* Assignment:
Rewrite the data from its first line through the line containing "positive clicks: (969, 1165)", inclusive, with "rough mask" changed to "coarse mask" and nothing else altered.
***** Given records
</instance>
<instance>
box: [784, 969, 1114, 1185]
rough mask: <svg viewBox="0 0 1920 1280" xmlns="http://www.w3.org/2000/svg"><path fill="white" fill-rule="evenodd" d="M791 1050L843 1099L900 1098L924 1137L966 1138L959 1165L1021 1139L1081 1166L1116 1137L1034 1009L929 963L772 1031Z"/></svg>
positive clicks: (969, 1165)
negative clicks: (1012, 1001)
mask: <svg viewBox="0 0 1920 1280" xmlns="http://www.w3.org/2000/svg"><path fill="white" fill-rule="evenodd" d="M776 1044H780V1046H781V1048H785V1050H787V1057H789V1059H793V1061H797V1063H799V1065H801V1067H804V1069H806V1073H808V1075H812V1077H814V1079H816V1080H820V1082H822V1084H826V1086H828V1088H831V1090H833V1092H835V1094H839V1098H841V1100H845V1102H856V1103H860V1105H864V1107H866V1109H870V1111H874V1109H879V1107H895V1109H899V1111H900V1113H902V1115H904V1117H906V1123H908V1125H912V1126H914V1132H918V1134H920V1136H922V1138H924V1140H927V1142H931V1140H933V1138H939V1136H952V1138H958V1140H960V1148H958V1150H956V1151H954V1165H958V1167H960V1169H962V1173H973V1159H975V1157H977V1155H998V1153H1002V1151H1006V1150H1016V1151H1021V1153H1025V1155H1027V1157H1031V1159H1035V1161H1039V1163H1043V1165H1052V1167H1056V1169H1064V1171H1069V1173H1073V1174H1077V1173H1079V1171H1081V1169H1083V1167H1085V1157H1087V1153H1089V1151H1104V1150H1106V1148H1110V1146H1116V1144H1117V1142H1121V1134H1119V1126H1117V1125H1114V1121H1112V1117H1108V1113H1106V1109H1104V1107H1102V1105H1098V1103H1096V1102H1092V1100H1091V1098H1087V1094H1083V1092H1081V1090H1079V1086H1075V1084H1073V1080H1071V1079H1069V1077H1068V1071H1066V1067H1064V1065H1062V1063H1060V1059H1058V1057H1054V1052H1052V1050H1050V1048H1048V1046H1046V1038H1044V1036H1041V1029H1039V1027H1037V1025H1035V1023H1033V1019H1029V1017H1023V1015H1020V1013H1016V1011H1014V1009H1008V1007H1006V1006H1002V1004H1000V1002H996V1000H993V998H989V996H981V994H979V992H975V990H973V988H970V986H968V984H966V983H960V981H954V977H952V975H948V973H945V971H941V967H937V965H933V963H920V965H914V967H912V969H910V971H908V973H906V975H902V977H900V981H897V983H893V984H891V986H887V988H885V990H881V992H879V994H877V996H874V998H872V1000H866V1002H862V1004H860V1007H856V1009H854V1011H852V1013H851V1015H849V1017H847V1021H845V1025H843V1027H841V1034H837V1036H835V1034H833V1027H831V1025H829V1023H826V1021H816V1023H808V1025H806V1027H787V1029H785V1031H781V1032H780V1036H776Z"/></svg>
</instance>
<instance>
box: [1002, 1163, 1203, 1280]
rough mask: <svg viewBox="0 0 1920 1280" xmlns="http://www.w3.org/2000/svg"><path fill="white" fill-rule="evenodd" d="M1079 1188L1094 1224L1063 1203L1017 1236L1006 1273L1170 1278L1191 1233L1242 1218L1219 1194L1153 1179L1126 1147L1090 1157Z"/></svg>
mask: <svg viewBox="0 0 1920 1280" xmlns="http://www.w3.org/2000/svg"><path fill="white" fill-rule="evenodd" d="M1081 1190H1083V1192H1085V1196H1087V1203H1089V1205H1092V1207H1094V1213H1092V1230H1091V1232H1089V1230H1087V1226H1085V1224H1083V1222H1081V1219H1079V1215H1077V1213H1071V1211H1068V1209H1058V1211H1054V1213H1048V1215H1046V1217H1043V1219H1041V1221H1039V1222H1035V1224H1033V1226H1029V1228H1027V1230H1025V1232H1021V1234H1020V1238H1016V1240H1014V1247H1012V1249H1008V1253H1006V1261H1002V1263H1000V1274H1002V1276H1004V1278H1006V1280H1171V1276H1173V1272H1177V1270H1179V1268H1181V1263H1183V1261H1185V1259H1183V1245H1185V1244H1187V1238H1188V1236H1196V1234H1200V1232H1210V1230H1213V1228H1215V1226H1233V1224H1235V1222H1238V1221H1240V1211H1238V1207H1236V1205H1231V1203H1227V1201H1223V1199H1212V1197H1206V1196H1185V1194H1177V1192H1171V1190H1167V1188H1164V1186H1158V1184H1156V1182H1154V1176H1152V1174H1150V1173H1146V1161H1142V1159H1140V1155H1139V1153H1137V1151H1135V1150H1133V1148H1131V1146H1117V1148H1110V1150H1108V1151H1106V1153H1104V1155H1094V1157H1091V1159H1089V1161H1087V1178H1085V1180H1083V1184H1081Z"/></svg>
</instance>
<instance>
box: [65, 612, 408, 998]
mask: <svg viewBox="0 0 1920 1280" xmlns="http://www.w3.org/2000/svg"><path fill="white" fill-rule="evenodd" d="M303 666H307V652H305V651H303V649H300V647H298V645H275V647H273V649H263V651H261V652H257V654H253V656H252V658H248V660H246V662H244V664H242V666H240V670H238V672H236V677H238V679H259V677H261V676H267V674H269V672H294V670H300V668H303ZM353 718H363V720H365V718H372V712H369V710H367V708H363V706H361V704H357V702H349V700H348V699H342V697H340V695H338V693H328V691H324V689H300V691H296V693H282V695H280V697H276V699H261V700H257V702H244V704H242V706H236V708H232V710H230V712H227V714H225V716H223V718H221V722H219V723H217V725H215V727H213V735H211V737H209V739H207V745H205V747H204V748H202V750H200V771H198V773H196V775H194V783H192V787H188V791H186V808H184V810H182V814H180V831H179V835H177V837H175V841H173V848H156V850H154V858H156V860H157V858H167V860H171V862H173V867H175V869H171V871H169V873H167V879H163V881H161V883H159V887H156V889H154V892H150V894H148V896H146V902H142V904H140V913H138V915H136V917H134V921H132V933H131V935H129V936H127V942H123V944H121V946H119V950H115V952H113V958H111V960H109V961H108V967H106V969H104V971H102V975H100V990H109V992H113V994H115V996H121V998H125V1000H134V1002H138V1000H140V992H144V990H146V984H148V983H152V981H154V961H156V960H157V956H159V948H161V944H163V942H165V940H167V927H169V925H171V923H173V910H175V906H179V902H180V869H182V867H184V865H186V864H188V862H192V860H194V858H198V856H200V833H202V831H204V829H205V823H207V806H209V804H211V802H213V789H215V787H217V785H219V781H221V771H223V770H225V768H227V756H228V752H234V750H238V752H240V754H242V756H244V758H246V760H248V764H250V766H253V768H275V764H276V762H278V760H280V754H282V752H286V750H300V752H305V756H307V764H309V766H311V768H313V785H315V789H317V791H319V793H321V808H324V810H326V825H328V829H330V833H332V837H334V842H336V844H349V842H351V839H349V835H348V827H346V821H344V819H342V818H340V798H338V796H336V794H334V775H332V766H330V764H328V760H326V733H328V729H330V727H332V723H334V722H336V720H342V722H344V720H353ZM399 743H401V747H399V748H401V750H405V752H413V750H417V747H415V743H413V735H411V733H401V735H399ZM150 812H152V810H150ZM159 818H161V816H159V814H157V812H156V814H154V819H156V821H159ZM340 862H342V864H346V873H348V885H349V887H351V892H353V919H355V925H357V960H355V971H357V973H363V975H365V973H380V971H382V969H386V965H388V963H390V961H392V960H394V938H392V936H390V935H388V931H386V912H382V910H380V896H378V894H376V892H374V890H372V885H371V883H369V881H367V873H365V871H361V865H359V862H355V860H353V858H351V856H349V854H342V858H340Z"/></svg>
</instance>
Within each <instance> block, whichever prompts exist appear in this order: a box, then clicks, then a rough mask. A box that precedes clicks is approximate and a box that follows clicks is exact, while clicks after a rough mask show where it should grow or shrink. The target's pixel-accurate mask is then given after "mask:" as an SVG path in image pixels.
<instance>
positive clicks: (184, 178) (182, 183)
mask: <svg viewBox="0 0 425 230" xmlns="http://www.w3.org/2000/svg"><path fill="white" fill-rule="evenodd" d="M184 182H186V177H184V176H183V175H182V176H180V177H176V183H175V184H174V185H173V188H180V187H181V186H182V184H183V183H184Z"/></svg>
**********
* Task solution:
</instance>
<instance>
box: [784, 969, 1114, 1185]
coarse mask: <svg viewBox="0 0 1920 1280" xmlns="http://www.w3.org/2000/svg"><path fill="white" fill-rule="evenodd" d="M791 1050L843 1099L900 1098L924 1137L966 1138L959 1165L1021 1139L1081 1166L1116 1137L1034 1009L929 963L772 1031Z"/></svg>
positive clicks: (969, 1165)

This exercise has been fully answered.